* ÜBUNGSTEXT:
--- --- ---

Hyperion/Note 1 CDA68030
(74 Min., 3/2013)
Bei diesem Hamelin-Recital fragt man sich irgendwann, zu welcher Jahreszeit man es eigentlich hören soll. In sommerlichen Abendstunden verbreitet es Tristesse. Und in den regnerischen Herbst- und dunklen Wintertagen potenziert es gnadenlos den Stimmungs- und Seelenblues. Dabei zeigt Marc-André Hamelin doch ungemein beeindruckend, wie nuancenreich man sich in Piano- und Pianissimo-Bereichen bewegen kann. Und die von ihm poetisch geschlagenen Bögen sind zugleich so kostbar wie sublim. Aber exquisitestes Klavierspiel ist das Eine und die ausgewählte Musik das Andere. Und da bietet Hamelin nicht einfach romantisch Angenehmes, sondern fast durchgehend Verstörendes, als große Fragezeichen hinter dem Leben.

--- --- ---

* DATEN ZUR AUSWERTUNG:
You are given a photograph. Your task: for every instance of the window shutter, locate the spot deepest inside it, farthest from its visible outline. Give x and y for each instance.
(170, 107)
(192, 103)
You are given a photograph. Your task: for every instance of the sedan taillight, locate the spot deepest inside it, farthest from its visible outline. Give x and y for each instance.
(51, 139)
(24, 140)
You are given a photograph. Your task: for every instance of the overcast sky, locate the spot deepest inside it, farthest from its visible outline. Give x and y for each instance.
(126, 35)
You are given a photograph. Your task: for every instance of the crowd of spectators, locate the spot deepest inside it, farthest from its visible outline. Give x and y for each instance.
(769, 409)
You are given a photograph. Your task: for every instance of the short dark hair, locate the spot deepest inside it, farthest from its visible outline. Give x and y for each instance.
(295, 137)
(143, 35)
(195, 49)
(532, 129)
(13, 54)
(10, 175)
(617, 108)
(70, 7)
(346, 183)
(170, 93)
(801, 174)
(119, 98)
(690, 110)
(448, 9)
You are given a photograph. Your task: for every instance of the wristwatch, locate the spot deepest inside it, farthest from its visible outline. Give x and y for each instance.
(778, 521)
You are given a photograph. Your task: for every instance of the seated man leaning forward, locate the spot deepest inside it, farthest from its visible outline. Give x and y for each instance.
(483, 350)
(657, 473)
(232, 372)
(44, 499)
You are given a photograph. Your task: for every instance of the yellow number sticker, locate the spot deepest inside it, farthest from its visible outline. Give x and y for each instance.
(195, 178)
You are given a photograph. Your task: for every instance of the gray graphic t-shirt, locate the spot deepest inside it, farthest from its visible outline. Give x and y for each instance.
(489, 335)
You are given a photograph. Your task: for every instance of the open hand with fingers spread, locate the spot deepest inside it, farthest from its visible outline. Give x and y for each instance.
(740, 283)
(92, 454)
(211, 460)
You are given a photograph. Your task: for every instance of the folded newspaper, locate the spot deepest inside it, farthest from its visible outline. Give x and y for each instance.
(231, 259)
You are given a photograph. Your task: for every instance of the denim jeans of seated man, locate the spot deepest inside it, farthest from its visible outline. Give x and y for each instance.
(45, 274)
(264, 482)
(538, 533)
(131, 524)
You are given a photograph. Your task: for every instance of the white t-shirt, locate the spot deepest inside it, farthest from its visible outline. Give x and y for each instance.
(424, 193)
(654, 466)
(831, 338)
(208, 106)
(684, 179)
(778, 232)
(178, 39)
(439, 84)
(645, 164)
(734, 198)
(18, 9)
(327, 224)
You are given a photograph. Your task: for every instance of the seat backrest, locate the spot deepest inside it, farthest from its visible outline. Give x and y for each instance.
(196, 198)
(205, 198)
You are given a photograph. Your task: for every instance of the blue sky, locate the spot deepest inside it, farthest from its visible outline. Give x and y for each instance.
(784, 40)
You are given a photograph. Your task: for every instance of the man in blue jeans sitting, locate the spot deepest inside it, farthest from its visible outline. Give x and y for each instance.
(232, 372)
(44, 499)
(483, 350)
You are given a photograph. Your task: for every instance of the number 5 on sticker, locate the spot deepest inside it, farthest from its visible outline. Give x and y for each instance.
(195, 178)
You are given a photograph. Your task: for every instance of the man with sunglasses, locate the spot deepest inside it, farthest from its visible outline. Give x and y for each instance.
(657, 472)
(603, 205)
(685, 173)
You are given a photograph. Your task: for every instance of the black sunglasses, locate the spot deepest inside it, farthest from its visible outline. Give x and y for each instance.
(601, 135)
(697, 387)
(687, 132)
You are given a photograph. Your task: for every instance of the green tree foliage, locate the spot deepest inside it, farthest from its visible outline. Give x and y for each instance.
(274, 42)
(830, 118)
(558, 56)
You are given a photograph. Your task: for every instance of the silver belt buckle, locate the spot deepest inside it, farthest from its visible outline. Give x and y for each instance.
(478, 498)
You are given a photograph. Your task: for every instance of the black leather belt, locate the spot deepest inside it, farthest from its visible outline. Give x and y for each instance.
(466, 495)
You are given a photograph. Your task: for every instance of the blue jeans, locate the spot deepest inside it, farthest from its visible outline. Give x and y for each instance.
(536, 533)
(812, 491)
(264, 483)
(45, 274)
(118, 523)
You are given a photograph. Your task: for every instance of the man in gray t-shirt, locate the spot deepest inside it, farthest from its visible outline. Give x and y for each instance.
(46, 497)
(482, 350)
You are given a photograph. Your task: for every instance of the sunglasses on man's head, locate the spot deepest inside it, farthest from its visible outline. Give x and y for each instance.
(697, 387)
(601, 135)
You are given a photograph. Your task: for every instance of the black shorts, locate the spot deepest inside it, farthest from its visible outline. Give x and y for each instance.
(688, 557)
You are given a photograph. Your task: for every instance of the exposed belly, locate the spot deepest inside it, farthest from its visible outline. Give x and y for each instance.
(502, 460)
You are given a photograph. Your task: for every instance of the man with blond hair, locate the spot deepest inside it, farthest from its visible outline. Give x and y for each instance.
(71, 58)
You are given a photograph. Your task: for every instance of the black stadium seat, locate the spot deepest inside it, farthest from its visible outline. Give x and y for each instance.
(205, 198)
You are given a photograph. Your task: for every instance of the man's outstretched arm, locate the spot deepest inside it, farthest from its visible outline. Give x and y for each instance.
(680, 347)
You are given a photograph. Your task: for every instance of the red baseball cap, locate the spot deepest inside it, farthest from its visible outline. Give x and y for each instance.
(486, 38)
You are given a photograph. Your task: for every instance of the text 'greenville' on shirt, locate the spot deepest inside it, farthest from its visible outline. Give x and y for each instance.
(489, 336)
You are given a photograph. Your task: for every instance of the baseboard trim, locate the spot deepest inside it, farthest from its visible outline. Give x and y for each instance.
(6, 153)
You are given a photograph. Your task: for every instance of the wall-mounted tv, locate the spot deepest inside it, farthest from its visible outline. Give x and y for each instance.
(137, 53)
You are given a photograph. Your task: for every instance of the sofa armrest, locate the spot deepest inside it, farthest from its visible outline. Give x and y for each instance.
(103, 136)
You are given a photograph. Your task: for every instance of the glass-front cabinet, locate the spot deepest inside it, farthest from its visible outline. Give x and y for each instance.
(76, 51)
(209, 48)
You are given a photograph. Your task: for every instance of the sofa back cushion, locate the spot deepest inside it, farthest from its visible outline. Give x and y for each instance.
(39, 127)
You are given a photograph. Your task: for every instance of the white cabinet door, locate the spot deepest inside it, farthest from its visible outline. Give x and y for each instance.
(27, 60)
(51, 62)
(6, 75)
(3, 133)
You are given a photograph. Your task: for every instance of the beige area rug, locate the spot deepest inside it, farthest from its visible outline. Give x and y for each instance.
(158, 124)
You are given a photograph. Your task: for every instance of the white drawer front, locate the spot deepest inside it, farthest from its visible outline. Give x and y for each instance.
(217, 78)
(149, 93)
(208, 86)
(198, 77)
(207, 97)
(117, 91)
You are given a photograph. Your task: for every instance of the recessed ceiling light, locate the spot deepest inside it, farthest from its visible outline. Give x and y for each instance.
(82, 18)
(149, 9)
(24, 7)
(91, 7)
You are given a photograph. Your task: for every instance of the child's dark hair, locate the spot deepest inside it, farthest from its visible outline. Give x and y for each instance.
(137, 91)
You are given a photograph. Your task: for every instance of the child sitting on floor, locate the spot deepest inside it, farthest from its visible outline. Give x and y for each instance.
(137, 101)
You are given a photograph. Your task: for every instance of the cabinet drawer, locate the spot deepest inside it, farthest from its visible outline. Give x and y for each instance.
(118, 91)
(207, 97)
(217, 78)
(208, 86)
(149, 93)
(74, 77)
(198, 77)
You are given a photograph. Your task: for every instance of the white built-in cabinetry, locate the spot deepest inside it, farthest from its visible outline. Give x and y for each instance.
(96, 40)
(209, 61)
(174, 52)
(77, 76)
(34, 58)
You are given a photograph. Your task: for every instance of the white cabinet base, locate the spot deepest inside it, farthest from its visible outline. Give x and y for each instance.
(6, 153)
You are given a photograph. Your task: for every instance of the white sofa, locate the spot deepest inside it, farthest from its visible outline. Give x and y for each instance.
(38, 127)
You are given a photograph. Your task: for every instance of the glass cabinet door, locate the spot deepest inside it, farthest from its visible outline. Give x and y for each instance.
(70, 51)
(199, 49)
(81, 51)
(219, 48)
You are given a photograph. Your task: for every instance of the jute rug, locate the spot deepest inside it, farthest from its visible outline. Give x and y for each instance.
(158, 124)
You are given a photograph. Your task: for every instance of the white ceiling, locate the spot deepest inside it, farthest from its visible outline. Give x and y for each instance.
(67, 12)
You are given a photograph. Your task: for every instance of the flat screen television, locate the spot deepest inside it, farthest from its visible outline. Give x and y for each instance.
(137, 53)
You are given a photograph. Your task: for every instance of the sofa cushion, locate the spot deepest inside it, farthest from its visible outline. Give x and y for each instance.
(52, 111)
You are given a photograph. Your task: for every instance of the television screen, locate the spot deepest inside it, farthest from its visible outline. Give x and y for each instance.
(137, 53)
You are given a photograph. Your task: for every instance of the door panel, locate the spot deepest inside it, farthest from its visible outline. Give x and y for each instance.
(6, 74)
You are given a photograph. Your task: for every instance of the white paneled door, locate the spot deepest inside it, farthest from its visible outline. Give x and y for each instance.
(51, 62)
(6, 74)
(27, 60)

--- --- ---

* AUFGABE: Schreibe die Besprechung des Hamelin-Klavierrecitals nach ihrem letzten Satz weiter.

* DEINE ANTWORT:
Wenngleich die gesamte zweite Hälfte von Hamelins Programm von Schumann und seinen beliebten Vignetten-Sammlungen „Kinderszenen“ und „Waldszenen“ eingenommen wird, steckt ihnen gnadenlos die Last und die Bürde in den Gliedern, die den Grundton der vorausgegangenen Klavierstücke ausmachen. Mehr als ein halbes Jahrhundert nach Schumann hatte der Tscheche Leoš Janáček den ersten Band seiner Sammlung „Auf verwachsenem Pfade“ veröffentlicht, mit der er in zehn Stücken auch persönliche Schicksalsschläge in einer schlichten und doch so erschütternd bitteren Weise verarbeitete. Und selbst wenn einmal etwas naiver Charme und folkloristisches Flair durchzublitzen scheinen, zieht prompt wieder dunkles Gewölk auf. In jeder Note und Geste spürt man, wie fasziniert Hamelin von dieser merkwürdigen Klangwelt ist – weshalb er sie zugleich in den Schumann-Sammlungen zu spiegeln versucht. Aber als Seelentrostpflaster gibt es ja wenigstens den aufgeweckten „Hasche-Mann“ (Kinderszenen) und die „Freundliche Landschaft“ (Waldszenen).